▶ Soal yang Diberikan
Tuliskan kembali tanpa perubahan baris-baris catatan di bawah, mulai dari baris yang memuat "sink rim, one" hingga baris yang memuat "pixel 429 348", termasuk kedua baris tersebut.

▶ Daftar Data
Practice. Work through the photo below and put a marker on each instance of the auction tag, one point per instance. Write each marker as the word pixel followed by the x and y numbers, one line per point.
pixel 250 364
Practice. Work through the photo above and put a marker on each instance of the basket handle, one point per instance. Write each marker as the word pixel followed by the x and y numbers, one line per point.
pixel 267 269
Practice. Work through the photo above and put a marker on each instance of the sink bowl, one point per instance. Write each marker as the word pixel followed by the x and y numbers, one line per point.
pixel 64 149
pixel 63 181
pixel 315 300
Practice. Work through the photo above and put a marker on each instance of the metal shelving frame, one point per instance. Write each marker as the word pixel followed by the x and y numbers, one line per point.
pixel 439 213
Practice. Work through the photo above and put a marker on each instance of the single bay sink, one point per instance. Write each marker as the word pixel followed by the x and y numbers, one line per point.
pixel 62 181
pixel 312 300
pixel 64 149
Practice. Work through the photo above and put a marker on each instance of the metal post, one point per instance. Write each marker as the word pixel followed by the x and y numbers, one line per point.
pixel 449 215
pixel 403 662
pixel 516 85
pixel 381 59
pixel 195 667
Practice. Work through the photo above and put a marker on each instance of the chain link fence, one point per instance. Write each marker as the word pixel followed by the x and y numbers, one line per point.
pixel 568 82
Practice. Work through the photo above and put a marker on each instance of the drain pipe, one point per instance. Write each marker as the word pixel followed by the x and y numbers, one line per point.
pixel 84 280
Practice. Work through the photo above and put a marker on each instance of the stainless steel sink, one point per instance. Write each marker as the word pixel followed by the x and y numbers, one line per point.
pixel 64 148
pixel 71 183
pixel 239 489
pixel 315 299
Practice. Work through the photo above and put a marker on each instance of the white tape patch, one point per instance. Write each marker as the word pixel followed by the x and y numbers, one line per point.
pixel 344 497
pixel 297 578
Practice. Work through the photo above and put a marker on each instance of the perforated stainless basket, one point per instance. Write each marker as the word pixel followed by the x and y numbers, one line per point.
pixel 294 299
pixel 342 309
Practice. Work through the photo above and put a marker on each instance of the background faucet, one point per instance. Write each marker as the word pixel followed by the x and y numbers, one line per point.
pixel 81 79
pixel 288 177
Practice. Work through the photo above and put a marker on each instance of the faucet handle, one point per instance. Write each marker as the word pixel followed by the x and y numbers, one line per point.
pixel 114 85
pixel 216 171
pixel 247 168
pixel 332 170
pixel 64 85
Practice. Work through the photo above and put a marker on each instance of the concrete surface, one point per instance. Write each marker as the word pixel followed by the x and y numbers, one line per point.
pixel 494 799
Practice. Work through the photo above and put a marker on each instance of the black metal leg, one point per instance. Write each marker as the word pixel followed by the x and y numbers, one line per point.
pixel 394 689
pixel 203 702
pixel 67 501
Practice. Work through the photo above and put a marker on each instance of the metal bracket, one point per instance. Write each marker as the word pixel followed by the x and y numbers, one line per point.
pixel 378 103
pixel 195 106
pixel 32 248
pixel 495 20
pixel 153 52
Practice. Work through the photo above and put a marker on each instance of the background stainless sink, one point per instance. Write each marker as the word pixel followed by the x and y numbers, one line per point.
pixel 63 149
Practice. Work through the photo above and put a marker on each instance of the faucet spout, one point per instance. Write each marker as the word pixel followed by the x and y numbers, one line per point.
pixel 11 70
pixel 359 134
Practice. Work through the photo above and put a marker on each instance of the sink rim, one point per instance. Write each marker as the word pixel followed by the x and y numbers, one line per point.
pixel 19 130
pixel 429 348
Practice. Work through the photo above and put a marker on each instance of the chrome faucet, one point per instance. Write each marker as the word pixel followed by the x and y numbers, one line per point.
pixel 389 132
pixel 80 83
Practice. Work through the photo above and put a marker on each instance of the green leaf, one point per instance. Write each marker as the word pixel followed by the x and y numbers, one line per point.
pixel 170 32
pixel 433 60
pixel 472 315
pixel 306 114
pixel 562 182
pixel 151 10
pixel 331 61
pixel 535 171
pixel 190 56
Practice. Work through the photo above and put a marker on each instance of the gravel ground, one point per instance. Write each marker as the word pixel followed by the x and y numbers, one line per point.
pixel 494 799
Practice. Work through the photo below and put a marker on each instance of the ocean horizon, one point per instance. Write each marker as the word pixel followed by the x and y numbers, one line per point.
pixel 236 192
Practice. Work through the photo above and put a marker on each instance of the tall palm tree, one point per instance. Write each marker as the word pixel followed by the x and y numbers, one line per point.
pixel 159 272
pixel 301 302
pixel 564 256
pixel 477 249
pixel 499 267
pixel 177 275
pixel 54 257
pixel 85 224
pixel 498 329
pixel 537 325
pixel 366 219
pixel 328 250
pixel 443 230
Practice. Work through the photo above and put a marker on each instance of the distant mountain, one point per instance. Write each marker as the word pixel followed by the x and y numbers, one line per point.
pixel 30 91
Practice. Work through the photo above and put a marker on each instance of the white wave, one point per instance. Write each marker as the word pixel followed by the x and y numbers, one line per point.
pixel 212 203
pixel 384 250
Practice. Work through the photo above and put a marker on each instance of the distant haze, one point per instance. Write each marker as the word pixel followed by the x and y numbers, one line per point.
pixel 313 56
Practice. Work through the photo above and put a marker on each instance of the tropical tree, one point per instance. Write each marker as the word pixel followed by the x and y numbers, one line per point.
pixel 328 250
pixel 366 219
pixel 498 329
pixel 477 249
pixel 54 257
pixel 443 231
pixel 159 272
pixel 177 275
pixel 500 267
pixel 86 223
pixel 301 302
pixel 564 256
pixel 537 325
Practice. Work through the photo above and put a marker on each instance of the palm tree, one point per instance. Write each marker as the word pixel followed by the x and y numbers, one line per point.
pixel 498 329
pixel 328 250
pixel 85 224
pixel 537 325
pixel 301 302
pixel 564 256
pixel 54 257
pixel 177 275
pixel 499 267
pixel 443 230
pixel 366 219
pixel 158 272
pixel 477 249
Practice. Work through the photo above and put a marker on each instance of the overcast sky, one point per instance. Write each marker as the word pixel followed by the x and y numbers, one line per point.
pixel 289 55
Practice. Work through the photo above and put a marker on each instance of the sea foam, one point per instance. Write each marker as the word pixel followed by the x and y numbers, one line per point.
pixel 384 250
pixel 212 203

▶ Penyelesaian Soal
Practice. Work through the photo above and put a marker on each instance of the sink rim, one point per instance. Write each marker as the word pixel followed by the x and y numbers, one line per point.
pixel 19 130
pixel 429 348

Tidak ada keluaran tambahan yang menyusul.